---------- EXCERPT TO READ ----------
Finding the pair of symbols with counts \((n_0,n_1)\) and joint count \(n_{01}\) which minimizes this function is sufficient to find the rule to introduce which locally maximizes the compressibility of the entire encoding.

As long as this loss—together with \(N\)’s term—offsets the increase in code length from terms \(\{m,\mathrm{\bf r}\}\) incurred by an introduction, we grow the dictionary (rule set).

Implementation

We implement a greedy algorithm that, given a text file, repeatedly combines the pair of symbols that brings the greatest reduction in the overall information content until no pair produces a loss below zero. We log the introduced construction rules and information content at each step.

The program is written in Haskell:

Optimizations

A number of additional optimizations were required to run the program on inputs of significant length in a reasonable amount of time.

They mostly consist of maintaining different partial values required in the selection of optimal introductions.

Counts Bookkeeping

First, as most of the symbol counts \(n_0,n_1,\ldots,n_{m-1}\) stay constant between rule introductions, the count vector (\(O(m)\) space) is obviously preserved between iterations and only those affected by the introduced rule (the counts of the parts and the count of the new symbol) get modified. This can be achieved in \(O(1)\) time with a mutable dynamic array.
---------- DATA ROWS ----------
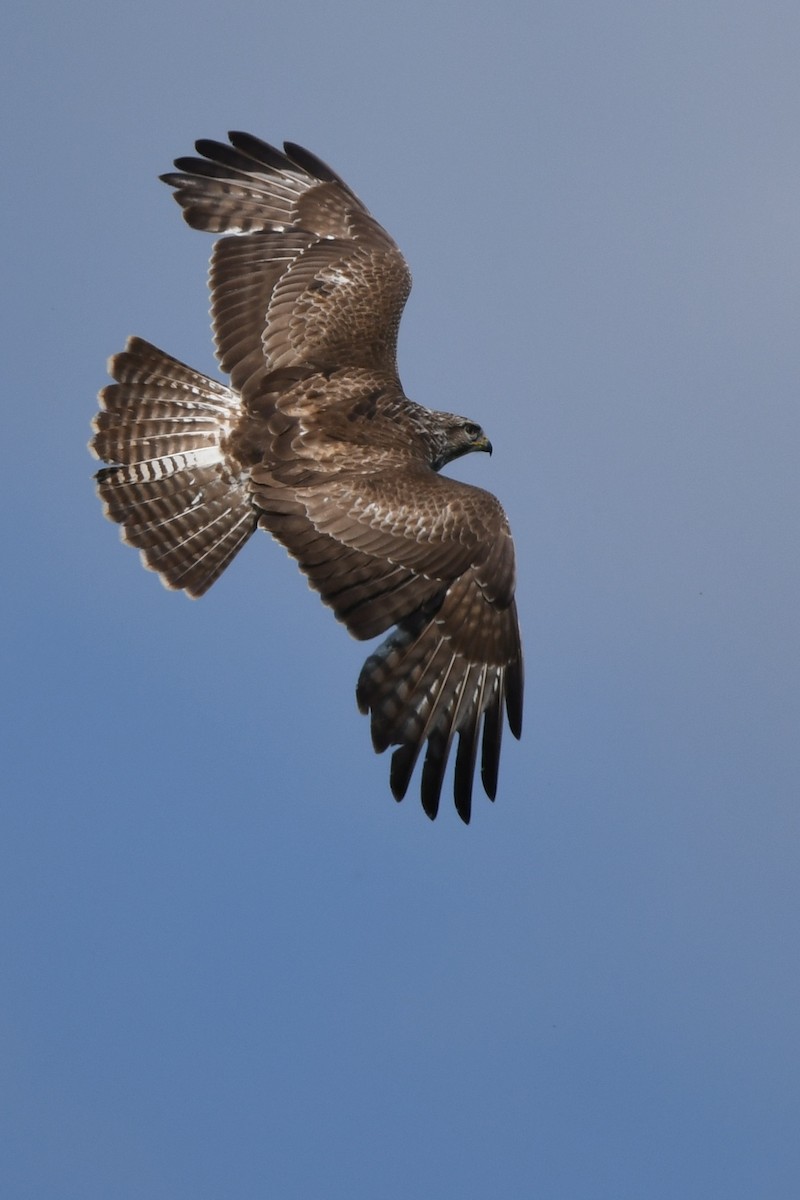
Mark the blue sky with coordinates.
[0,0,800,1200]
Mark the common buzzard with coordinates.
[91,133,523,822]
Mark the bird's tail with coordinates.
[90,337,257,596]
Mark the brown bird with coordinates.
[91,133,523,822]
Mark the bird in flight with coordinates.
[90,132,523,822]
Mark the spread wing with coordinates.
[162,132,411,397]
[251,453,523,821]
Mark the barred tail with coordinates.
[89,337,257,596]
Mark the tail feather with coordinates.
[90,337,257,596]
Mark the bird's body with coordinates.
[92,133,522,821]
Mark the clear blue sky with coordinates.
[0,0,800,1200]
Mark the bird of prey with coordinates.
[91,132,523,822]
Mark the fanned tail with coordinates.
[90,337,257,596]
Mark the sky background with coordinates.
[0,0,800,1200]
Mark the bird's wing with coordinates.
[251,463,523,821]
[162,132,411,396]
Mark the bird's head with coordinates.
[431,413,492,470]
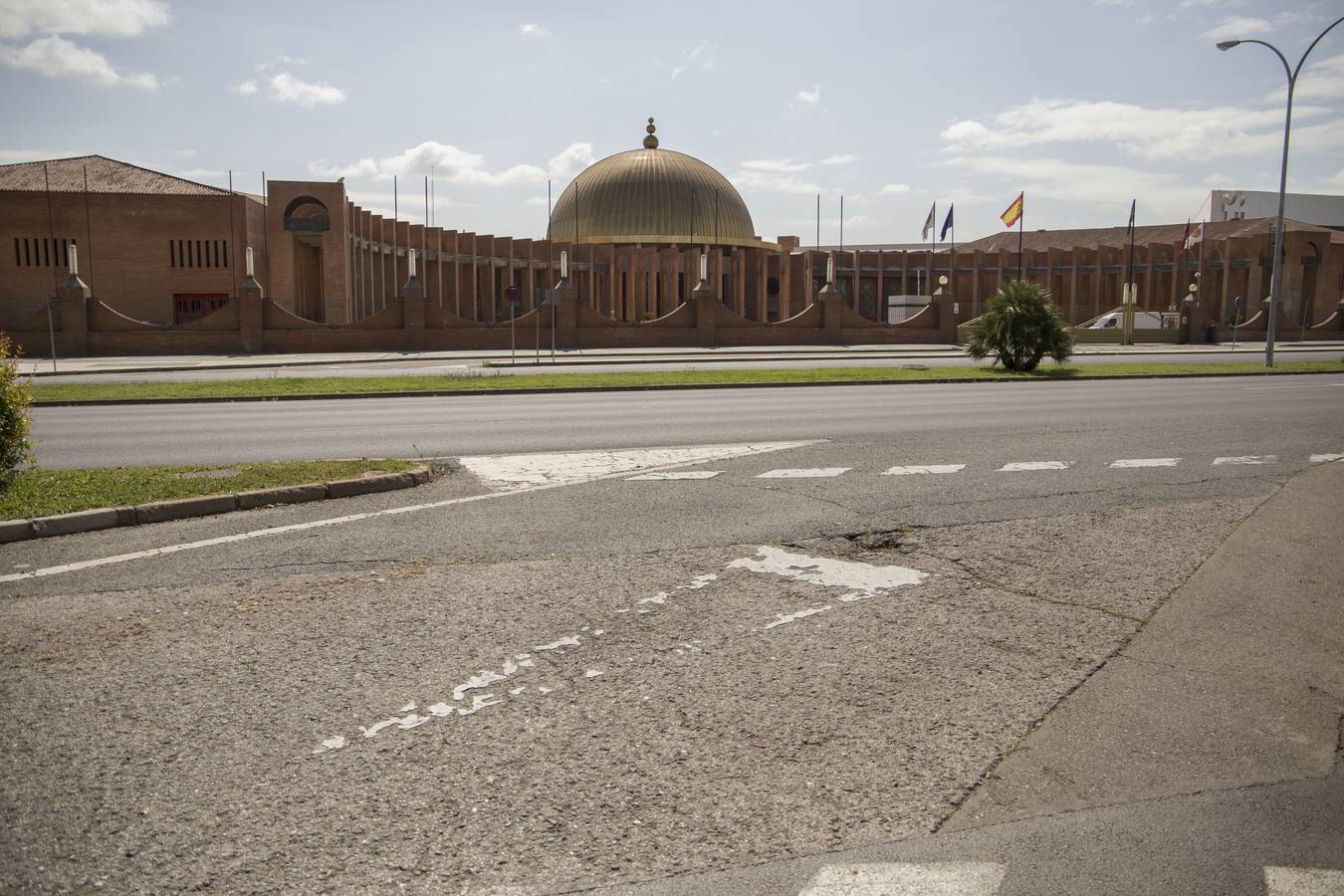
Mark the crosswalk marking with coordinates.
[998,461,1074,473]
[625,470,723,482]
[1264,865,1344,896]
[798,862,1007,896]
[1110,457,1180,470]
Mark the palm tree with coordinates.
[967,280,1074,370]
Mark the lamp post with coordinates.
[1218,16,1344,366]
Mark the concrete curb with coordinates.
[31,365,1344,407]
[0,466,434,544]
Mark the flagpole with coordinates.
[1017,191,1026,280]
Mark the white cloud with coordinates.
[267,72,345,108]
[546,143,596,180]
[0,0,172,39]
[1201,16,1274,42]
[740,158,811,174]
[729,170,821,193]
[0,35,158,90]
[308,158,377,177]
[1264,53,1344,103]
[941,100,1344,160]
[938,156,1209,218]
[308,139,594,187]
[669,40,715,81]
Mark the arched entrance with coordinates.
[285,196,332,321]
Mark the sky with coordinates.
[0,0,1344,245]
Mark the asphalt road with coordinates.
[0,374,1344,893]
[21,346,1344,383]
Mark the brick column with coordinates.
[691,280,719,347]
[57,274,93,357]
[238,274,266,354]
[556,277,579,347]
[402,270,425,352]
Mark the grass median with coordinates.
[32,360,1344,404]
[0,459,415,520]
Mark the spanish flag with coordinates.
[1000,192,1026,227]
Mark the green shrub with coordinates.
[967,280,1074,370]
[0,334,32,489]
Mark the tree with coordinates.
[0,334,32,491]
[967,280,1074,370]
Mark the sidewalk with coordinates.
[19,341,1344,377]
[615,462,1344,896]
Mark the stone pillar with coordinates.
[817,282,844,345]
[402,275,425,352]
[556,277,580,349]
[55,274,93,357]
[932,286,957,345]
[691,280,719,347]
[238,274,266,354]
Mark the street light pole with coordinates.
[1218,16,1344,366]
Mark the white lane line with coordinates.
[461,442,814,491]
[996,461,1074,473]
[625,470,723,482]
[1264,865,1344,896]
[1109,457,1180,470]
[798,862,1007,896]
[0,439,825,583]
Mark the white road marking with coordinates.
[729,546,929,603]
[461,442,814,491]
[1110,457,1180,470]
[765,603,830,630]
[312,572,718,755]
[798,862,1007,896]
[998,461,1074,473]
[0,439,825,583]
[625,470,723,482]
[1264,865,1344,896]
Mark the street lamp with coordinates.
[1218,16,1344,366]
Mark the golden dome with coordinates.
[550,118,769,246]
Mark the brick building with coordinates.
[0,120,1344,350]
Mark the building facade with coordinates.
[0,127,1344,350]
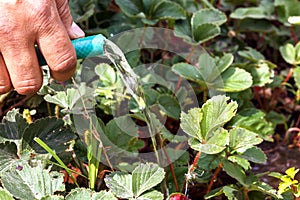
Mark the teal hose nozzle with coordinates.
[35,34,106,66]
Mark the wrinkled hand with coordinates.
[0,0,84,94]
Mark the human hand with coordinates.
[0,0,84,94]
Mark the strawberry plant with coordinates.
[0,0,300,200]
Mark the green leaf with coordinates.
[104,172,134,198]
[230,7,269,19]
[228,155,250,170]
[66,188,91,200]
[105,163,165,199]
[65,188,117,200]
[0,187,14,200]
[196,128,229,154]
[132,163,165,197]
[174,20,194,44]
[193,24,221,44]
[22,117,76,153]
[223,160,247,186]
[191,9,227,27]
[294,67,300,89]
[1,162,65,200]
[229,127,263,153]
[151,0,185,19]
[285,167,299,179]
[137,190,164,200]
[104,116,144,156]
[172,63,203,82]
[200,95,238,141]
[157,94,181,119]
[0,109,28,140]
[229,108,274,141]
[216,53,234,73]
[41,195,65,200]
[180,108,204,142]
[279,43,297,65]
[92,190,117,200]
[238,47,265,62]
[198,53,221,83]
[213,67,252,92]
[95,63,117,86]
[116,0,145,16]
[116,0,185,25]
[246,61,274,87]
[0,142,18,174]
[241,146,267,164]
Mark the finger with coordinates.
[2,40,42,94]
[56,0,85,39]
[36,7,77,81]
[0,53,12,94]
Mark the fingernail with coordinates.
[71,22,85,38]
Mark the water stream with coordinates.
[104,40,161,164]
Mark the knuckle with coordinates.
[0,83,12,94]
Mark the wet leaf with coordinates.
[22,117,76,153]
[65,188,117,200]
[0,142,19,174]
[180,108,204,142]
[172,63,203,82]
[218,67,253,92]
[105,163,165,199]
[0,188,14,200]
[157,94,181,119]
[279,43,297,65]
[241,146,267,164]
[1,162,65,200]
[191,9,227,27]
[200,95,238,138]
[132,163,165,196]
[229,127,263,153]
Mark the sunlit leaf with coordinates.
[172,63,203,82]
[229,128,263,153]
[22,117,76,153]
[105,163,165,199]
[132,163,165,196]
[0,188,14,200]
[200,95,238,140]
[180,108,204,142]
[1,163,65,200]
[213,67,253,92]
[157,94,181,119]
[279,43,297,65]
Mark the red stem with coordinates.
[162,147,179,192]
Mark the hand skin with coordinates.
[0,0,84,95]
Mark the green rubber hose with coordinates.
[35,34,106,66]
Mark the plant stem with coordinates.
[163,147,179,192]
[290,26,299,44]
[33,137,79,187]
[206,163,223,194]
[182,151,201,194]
----------
## WHAT YOU WILL DO
A – List every section heading that appears in the excerpt on compressing text with rule introductions.
B – Return the lines of the bounding-box records between the lines holding "Mark the bird of prey with coordinates." and "[0,0,1344,245]", inclusive, leaving the pictures out.

## ANSWERS
A –
Implementation
Optimizations
Counts Bookkeeping

B –
Mark the bird of prey with coordinates.
[91,132,523,822]
Mark the fanned tail with coordinates.
[90,337,257,596]
Mark the sky background with coordinates.
[0,0,800,1200]
Mark the bird's wing with coordinates.
[251,463,523,821]
[162,132,411,396]
Mark the bird's head with coordinates.
[431,413,492,470]
Mark the crosswalk marking with coordinates.
[998,461,1074,473]
[625,470,723,482]
[1264,865,1344,896]
[798,862,1007,896]
[1110,457,1180,470]
Mark the palm tree with coordinates.
[967,280,1074,370]
Mark the lamp post with coordinates.
[1218,16,1344,366]
Mark the concrete curb with coordinates.
[31,365,1344,407]
[0,466,434,544]
Mark the flagpole with coordinates.
[1017,191,1026,280]
Mark the white cloud with coordinates.
[267,72,345,108]
[546,143,596,180]
[0,0,172,39]
[1201,16,1274,42]
[740,158,811,174]
[729,170,821,193]
[0,35,158,90]
[308,158,377,177]
[1264,53,1344,103]
[941,100,1344,160]
[938,156,1209,218]
[308,139,594,187]
[669,40,715,81]
Mark the arched entrance with coordinates.
[285,196,332,321]
Mark the sky with coordinates.
[0,0,1344,245]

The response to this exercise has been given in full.